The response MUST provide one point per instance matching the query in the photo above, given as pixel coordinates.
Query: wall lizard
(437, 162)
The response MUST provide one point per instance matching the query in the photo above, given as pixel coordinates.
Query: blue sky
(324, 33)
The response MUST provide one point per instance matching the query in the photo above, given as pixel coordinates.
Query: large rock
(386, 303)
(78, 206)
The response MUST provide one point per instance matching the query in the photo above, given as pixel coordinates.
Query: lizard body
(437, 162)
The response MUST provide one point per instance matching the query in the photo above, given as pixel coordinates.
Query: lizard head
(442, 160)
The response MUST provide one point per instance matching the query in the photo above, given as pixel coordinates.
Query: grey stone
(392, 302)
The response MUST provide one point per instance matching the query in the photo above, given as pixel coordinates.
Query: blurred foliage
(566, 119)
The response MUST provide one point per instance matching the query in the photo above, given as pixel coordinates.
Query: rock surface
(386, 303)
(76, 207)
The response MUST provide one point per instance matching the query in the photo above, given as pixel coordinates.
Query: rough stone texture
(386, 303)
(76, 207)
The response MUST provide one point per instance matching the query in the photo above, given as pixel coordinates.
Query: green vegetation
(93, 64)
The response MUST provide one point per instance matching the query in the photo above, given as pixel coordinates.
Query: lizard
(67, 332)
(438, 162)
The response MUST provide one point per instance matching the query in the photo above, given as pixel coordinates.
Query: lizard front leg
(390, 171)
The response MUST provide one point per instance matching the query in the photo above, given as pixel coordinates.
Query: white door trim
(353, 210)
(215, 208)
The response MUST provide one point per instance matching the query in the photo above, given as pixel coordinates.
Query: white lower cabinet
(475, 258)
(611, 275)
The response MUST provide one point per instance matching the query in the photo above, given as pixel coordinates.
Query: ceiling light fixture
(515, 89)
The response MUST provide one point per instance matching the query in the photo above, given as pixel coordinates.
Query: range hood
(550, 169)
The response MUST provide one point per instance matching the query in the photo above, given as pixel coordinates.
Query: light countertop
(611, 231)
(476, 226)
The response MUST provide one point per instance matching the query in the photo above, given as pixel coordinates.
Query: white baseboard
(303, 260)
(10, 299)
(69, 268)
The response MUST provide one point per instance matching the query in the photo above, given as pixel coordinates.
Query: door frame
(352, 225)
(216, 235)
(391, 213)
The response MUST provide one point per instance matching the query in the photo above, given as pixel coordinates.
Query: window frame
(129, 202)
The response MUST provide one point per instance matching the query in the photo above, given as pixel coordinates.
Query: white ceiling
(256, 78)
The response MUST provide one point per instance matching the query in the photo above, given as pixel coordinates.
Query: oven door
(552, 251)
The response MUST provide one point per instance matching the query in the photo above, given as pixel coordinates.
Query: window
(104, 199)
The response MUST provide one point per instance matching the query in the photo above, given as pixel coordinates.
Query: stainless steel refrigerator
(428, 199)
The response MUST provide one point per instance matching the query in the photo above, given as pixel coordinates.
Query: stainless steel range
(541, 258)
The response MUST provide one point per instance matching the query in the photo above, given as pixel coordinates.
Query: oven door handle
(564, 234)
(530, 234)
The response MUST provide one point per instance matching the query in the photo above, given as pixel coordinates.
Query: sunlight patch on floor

◇ ◇ ◇ ◇

Exercise instructions: Each line of the material must be restated exactly.

Solved problem:
The response MUST provide one point per instance matching the query in the photo above, given as pixel coordinates.
Query: wall lizard
(437, 162)
The response MUST provide one point per instance matching the query in the photo above, given as pixel coordinates.
Query: blue sky
(324, 33)
The response MUST provide one point per instance matching the query in the photo above, given as pixel coordinates.
Query: large rock
(386, 303)
(78, 206)
The response MUST provide one point per instance matching the query in the photo above, given as pixel coordinates.
Query: lizard body
(437, 162)
The response MUST provide one point per instance matching the query in the photo above, given as pixel coordinates.
Query: lizard head
(442, 160)
The response MUST provide one point per instance matching the query in the photo above, given as pixel coordinates.
Query: grey stone
(392, 302)
The response MUST provide one point per instance matching the query in the photo above, given as pixel coordinates.
Query: blurred foliage
(566, 119)
The response MUST provide one point per instance matching the query in the photo above, given as pixel coordinates.
Query: rock surface
(386, 303)
(76, 207)
The response MUST provide one point per instance matching the query in the photo above, given as pixel coordinates.
Query: rough stone texture
(386, 303)
(76, 207)
The response MUST provide one point per instance matching the query in the photo above, given as pixel coordinates.
Query: green vegetation
(93, 64)
The response MUST provide one point per instance matching the query in the photo above, given as pixel coordinates.
Query: lizard
(67, 332)
(438, 162)
The response MUST provide one point per instance matching the query in the photo above, given as pixel coordinates.
Query: lizard front leg
(390, 171)
The response MUST provide one point per instance matching the query in the photo above, given as pixel coordinates.
Query: white door trim
(353, 210)
(215, 208)
The response MUST provide one point per instance matching the query in the photo above, given as pixel coordinates.
Query: white lower cabinet
(475, 258)
(611, 275)
The response MUST provide one point per instance matching the query in the photo above, given as pixel coordinates.
Query: ceiling light fixture
(515, 89)
The response MUST provide one point per instance matching the query in the photo above, given as pixel coordinates.
Query: range hood
(550, 169)
The response MUST provide one point per instance matching the query in the photo above, given as pixel coordinates.
Query: light countertop
(611, 231)
(476, 226)
The response MUST provide one point per instance matching the query in the photo above, given as pixel coordinates.
Query: white baseboard
(303, 260)
(10, 299)
(69, 268)
The response MUST provide one point per instance matching the query in the photo above, given as pixel coordinates.
Query: door frame
(352, 225)
(216, 235)
(391, 213)
The response MUST provide one point per instance matching the query in the photo above, given as pixel coordinates.
Query: window frame
(129, 202)
The response MUST provide one point per instance matching the query in the photo above, given as pixel coordinates.
Query: white ceiling
(256, 78)
The response MUST provide one point per instance matching the query in the photo above, given as pixel coordinates.
Query: oven door
(552, 251)
The response MUST provide one point per instance matching the query in the photo above, given as pixel coordinates.
Query: window
(104, 199)
The response MUST provide one point per instance matching the query in the photo above, given as pixel coordinates.
Query: stainless steel refrigerator
(428, 199)
The response MUST provide one point per instance matching the query in the photo above, given as pixel coordinates.
Query: stainless steel range
(541, 258)
The response MUST provide one point per instance matching the query in the photo above, given as pixel coordinates.
Query: oven door handle
(564, 234)
(530, 234)
The response MUST provide one point per instance matching the query in the photo above, given as pixel coordinates.
Query: sunlight patch on floor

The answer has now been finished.